Excerpted data -
#####
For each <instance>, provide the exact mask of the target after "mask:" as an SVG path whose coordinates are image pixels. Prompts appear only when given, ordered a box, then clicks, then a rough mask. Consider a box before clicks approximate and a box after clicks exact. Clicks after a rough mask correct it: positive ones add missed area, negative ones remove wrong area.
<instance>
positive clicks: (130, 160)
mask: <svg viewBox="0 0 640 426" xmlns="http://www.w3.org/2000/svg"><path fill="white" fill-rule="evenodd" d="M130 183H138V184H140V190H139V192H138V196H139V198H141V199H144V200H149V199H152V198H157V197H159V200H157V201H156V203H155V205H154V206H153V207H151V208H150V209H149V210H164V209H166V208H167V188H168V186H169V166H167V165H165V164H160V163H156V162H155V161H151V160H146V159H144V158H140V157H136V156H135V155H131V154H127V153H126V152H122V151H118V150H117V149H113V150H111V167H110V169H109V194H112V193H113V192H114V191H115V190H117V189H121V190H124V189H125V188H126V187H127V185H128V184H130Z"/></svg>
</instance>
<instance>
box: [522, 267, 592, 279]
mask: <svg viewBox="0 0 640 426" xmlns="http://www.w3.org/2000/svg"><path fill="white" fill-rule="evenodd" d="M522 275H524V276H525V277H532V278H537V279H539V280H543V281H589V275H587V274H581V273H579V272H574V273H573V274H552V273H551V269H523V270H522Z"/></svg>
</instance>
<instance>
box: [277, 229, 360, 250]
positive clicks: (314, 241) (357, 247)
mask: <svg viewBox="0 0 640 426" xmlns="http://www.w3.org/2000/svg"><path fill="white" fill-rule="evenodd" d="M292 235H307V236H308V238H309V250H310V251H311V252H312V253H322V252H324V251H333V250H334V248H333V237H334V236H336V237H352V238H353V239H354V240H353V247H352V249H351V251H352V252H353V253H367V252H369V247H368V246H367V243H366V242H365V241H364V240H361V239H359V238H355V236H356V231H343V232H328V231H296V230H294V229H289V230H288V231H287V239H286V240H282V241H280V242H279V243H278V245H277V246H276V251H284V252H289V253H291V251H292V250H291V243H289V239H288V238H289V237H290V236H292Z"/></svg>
#####
What to do - Reproduce all of the entries above verbatim.

Expected answer -
For each <instance>, provide the exact mask of the target after "mask:" as an SVG path whose coordinates are image pixels. Prompts appear only when given, ordered a box, then clicks, then a rough mask. Consider a box before clicks approximate and a box after clicks exact. Clicks after a rough mask correct it: positive ones add missed area, negative ones remove wrong area.
<instance>
positive clicks: (130, 160)
mask: <svg viewBox="0 0 640 426" xmlns="http://www.w3.org/2000/svg"><path fill="white" fill-rule="evenodd" d="M130 183H138V184H140V190H139V192H138V196H139V198H141V199H144V200H149V199H152V198H157V197H159V200H157V201H156V203H155V205H154V206H153V207H151V208H150V209H149V210H164V209H166V208H167V188H168V186H169V166H167V165H165V164H160V163H156V162H155V161H151V160H146V159H144V158H140V157H136V156H135V155H131V154H127V153H126V152H122V151H118V150H117V149H113V150H111V167H110V169H109V194H112V193H113V192H114V191H115V190H117V189H121V190H124V189H125V188H126V187H127V185H128V184H130Z"/></svg>
</instance>
<instance>
box: [522, 267, 592, 279]
mask: <svg viewBox="0 0 640 426" xmlns="http://www.w3.org/2000/svg"><path fill="white" fill-rule="evenodd" d="M522 275H524V276H525V277H532V278H537V279H539V280H543V281H589V275H587V274H581V273H579V272H574V273H573V274H552V273H551V269H523V270H522Z"/></svg>
</instance>
<instance>
box: [277, 229, 360, 250]
positive clicks: (314, 241) (357, 247)
mask: <svg viewBox="0 0 640 426" xmlns="http://www.w3.org/2000/svg"><path fill="white" fill-rule="evenodd" d="M292 235H307V236H308V238H309V250H310V251H311V252H312V253H322V252H324V251H333V250H334V248H333V237H334V236H336V237H352V238H353V239H354V240H353V247H352V249H351V251H352V252H353V253H367V252H369V247H368V246H367V243H366V242H365V241H364V240H361V239H359V238H355V236H356V231H343V232H328V231H296V230H294V229H289V230H288V231H287V239H286V240H282V241H280V242H279V243H278V245H277V246H276V251H284V252H289V253H291V251H292V250H291V243H289V239H288V238H289V237H290V236H292Z"/></svg>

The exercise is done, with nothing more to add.